(Stored entries)
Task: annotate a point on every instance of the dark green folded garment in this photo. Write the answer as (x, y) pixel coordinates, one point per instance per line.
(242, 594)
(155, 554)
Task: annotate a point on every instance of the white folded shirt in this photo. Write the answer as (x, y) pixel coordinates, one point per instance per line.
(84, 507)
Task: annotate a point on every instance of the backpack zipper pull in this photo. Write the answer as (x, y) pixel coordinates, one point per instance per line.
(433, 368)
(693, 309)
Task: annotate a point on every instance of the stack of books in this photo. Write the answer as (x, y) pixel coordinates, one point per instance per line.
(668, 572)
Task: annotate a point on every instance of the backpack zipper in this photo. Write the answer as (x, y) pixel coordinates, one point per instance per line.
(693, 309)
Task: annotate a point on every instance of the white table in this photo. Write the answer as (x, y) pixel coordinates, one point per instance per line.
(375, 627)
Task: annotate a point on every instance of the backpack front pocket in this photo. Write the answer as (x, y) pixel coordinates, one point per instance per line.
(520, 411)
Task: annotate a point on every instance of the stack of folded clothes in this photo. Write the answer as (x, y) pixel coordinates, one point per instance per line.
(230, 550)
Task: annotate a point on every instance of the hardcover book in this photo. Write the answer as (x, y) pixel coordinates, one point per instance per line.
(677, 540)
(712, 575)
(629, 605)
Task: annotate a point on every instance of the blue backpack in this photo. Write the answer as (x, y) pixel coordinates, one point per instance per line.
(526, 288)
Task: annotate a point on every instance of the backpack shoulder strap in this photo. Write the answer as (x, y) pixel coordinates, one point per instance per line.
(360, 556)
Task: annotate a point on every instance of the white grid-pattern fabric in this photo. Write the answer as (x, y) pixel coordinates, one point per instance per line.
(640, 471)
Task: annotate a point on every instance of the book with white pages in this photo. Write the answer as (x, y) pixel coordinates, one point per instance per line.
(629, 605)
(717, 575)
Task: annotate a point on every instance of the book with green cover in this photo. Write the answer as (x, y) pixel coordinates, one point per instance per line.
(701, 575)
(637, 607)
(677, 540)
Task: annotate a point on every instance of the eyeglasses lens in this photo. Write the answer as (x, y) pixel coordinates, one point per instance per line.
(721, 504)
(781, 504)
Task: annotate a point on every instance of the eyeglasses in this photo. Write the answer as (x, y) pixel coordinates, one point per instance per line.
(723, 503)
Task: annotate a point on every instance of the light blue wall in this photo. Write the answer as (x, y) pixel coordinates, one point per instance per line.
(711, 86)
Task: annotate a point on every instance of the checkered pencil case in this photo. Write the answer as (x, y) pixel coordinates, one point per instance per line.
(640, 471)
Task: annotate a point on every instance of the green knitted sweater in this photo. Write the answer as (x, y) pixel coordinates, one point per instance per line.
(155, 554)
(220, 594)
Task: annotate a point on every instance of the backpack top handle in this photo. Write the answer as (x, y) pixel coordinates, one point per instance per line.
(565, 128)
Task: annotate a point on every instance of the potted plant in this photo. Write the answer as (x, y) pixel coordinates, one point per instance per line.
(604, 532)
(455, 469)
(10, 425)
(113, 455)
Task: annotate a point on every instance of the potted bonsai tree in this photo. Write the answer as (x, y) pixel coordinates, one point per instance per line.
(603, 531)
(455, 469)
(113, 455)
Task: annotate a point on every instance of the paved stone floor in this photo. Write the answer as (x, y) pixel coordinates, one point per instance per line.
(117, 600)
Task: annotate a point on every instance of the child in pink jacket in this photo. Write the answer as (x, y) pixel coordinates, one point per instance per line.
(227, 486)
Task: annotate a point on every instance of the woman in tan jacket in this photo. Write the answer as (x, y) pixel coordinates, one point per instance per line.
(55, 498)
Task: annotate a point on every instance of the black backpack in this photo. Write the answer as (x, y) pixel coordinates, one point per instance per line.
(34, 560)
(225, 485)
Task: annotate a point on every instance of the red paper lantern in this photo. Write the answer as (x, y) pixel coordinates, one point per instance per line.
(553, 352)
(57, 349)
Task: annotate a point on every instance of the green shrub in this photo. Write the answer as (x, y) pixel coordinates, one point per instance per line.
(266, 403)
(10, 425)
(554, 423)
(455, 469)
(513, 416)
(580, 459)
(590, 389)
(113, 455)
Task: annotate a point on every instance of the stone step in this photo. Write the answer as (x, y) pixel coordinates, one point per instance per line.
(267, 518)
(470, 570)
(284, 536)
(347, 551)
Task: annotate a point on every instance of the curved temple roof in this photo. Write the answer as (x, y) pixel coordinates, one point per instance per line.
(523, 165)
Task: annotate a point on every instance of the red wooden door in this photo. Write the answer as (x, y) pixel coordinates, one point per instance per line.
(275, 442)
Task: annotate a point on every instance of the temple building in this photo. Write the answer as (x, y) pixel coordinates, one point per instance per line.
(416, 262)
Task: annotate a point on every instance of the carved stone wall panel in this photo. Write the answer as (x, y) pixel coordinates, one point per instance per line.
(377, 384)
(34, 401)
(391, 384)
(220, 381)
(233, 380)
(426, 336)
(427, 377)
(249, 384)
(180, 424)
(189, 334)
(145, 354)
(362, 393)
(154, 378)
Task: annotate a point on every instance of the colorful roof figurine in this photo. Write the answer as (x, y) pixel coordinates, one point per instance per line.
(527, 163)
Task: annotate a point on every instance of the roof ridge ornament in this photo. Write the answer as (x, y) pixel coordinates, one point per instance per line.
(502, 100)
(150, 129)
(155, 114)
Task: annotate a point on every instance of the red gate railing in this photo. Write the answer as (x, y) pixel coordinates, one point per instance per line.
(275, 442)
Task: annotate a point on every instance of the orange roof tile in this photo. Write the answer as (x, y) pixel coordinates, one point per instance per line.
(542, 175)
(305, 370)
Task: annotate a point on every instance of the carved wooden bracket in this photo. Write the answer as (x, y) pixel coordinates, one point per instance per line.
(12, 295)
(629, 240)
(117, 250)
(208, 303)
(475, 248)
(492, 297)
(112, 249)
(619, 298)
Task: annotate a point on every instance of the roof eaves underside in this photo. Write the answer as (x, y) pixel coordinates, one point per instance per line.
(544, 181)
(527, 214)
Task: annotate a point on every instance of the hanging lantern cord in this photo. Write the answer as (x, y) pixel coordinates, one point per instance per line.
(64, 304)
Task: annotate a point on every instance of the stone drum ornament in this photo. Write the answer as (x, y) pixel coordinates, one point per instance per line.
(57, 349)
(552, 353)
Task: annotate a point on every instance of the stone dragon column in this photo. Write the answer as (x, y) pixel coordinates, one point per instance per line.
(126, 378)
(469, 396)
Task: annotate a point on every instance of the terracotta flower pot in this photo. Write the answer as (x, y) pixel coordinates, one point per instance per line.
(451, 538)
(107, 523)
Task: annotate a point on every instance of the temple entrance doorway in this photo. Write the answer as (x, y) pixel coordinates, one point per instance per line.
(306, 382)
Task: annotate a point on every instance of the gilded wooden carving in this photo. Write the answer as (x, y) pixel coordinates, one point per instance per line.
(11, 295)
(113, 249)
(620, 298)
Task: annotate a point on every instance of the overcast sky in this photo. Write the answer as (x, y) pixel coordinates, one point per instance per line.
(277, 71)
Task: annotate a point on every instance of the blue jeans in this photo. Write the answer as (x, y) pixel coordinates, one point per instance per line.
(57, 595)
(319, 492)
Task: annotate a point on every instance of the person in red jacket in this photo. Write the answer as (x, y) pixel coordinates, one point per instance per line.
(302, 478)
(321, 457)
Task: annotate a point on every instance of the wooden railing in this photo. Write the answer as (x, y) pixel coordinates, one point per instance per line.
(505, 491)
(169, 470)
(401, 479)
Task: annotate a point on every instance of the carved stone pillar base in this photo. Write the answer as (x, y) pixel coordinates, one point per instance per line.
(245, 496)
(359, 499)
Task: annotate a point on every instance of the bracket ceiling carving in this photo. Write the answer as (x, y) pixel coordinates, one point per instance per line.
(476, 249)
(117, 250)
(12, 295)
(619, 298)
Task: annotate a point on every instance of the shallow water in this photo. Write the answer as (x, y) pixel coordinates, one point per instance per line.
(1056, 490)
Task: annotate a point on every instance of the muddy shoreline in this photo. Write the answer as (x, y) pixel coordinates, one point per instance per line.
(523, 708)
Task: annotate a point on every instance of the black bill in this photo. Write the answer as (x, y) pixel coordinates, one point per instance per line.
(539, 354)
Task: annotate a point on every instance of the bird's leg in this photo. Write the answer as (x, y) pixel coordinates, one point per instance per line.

Short exercise — Print again the material above, limited to the lines from the one holding "Task: annotate a point on every instance of the shallow" through the last, inclusive.

Reply to the exercise —
Task: annotate a point on every instance of the shallow water in this photo. Write the answer as (x, y) pixel coordinates, one point per instance per line.
(1056, 490)
Task: annotate a point on every instance of the muddy shoreline in this photo. Write the answer as (x, y) pixel coordinates, one point per instance per line.
(523, 708)
Task: annotate a point on every instance of the black bill in this photo. Write the answer as (x, y) pixel coordinates, one point per instance per line.
(539, 354)
Task: annotate a point on every instance of the bird's leg in this photo. Write the answer as (x, y) pixel coordinates, one point per instance per line.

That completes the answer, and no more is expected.